[Data extracted from a collection]
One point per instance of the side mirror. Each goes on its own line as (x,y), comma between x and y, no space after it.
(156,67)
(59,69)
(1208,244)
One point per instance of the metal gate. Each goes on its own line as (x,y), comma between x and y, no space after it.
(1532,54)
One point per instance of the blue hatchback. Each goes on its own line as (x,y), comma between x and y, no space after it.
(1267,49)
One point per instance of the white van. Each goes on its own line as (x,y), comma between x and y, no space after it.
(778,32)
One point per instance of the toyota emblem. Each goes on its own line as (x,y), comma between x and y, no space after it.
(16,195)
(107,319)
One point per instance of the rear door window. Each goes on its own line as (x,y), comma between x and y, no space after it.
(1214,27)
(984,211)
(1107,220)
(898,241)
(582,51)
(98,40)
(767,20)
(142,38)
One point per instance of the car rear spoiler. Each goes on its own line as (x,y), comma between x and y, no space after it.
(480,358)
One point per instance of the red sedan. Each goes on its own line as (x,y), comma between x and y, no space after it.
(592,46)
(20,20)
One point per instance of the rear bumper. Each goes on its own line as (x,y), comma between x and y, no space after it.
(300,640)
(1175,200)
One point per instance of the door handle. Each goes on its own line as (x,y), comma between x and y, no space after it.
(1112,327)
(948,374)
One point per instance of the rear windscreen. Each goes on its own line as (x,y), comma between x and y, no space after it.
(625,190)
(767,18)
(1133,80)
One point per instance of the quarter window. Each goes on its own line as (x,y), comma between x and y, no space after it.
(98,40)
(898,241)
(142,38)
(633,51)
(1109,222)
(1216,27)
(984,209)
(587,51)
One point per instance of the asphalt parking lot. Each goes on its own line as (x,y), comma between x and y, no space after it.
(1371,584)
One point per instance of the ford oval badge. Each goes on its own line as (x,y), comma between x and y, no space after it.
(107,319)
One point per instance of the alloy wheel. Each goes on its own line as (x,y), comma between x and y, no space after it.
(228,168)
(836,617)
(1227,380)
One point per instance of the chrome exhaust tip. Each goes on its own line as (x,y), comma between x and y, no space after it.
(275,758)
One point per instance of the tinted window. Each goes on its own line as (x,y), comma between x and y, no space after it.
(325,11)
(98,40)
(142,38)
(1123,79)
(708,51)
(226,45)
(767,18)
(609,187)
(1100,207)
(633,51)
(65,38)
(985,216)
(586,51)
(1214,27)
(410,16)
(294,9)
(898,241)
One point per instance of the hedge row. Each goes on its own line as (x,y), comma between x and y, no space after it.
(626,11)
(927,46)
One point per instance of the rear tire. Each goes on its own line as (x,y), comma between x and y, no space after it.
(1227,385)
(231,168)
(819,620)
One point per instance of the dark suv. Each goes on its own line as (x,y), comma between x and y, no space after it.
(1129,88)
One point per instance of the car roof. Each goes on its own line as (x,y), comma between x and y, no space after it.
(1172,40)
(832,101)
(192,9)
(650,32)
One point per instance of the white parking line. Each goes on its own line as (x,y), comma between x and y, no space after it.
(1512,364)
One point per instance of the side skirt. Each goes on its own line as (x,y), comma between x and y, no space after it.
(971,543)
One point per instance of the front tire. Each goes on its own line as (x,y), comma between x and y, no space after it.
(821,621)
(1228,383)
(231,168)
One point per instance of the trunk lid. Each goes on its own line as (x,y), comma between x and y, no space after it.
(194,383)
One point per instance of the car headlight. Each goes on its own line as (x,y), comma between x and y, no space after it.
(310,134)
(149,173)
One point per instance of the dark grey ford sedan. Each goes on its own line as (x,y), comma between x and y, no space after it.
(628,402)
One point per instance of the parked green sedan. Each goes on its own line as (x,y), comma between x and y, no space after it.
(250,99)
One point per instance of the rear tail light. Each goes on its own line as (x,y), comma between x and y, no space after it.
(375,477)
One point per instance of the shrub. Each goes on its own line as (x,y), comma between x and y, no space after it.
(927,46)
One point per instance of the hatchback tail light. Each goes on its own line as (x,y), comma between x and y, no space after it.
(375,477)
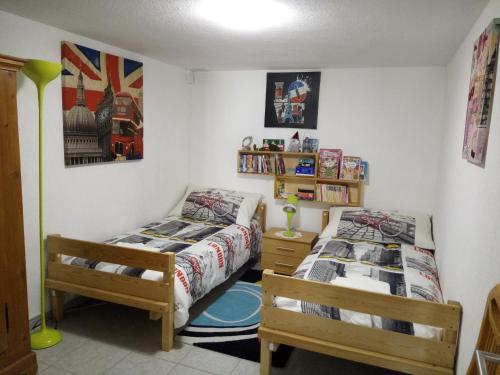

### Task description
Beginning at the line that contains "One point per instance of the shrub.", retype each line of the data above through the very last one. Do not retype the pictures.

### Response below
One point per instance of the shrub. Each goes on its own line as (x,y), comma between x and y, no space after it.
(927,46)
One point per instance of the hatchback tail light. Each goes on its own line as (x,y), comma between x and y, no space after it.
(375,477)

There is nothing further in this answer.